- SELECTED EXTRACT
************

We will now take a look at the image recognition example. This example can be found at ImageNeuralNetwork. Some of the code in the above example deals with parsing the script file and arguments. Because string parsing is not really the focus of this book, we will focus on how each command is carried out and how the neural network is constructed. The next sections discuss how each of these commands is implemented.

Creating the Training Set
The CreateTraining command is implemented by the processCreateTraining method. This method is shown here.

view plaincopy to clipboardprint?
private void processCreateTraining() {  
    // (1)  
    final String strWidth = getArg("width");  
    final String strHeight = getArg("height");  
    final String strType = getArg("type");  
  
    // (2)  
    this.downsampleHeight = Integer.parseInt(strHeight);  
    this.downsampleWidth = Integer.parseInt(strWidth);  
  
    // (3)  
    if (strType.equals("RGB")) {  
        this.downsample = new RGBDownsample();  
    } else {  
        this.downsample = new SimpleIntensityDownsample();  
    }  
  
    // (4)  
    this.training = new ImageMLDataSet(this.downsample, false, 1, -1);  
    System.out.println("Training set created");  
}  

(1). The CreateTraining command takes three parameters. The following lines read these parameters; (2). The width and height parameters are both integers and need to be parsed; (3). We must now create the downsample object. If the mode is RGB, use RGBDownsample. Otherwise, use SimpleIntensityDownsample; (4). The ImageMLDataSet can now be created.

Now that the training set is created, we can input images. The next section describes how this is done.

Inputting an Image
The Input command is implemented by the processInput method. This method is shown here.

view plaincopy to clipboardprint?
private void processInput() throws IOException {  
    // (1)  
    final String image = getArg("image");  
    final String identity = getArg("identity");  
  
    // (2)  
    final int idx = assignIdentity(identity);  
    final File file = new File(image);  
  
    // (3)  
    this.imageList.add(new ImagePair(file, idx));  
  
    // (4)  
    System.out.println("Added input image:" + image);  
}  

(1). The Input command takes two parameters. The following lines read these parameters; (2). The identity is a text string that represents what the image is. We track the number of unique identities and assign an increasing number to each. These unique identities will form the neural network’s output layer. Each unique identity will be assigned an output neuron. When images are presented to the neural network later, the output neuron with the highest output will represent the image identity to the network. The assignIdentity method is a simple method that assigns this increasing count and maps the identity strings to their neuron index; (3). A File object is created to hold the image. This will later be used to also read the image. At this point we do not wish to actually load the individual images. We will simply make note of the image by saving an ImagePair object. The ImagePair object links the image to its output neuron index number. The ImagePair class is not built into Encog. Rather, it is a structure used by this example to map the images; (4). Finally, we display a message that tells us that the image has been added.

************

- SOURCE MATERIAL
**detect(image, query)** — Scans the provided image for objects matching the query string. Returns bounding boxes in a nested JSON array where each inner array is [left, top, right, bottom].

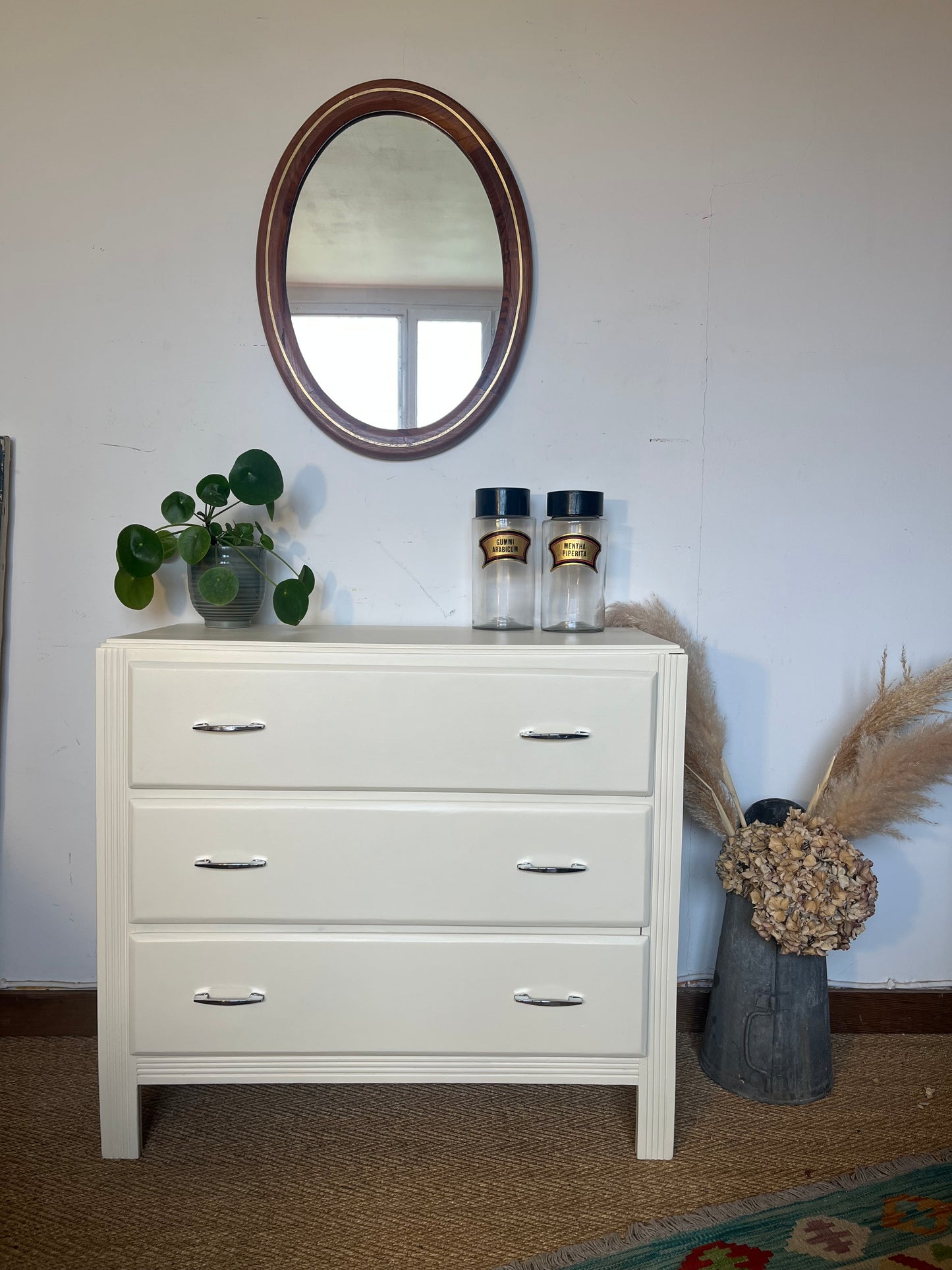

************

- PROBLEMS TO SOLVE
a - From the image recognition tutorial, return the passage starting at "Now that the" and ending at "processInput method. This method is shown here.".
b - Shorten the paragraph of the image recognition tutorial that begins "(1). The Input command takes two parameters" into a bulleted list that keeps its main facts.
c - Based on the image recognition tutorial, decide whether each statement agrees with it. Answer yes or no, and quote the words that settle it. (i) The CreateTraining command takes three parameters. (ii) The ImagePair class is built into Encog. (iii) The Input command loads each image as soon as it is given.

- RESPONSES TO THE EXERCISE
a -
Now that the training set is created, we can input images. The next section describes how this is done.

Inputting an Image
The Input command is implemented by the processInput method. This method is shown here.

b -
- The Input command reads two parameters.
- The identity is a text string that says what the image is. Each unique identity gets an increasing number and its own output neuron, and together these form the network's output layer.
- Later, the output neuron with the highest output represents the image's identity.
- The assignIdentity method assigns the increasing count and maps identity strings to their neuron index.
- A File object holds the image and will later be used to read it. The images are not loaded yet.
- An ImagePair object links each image to its output neuron index. This class is not built into Encog but is a structure used by this example.
- A message confirms that the image has been added.

c -
(i) Yes: "The CreateTraining command takes three parameters."
(ii) No: "The ImagePair class is not built into Encog."
(iii) No: "At this point we do not wish to actually load the individual images."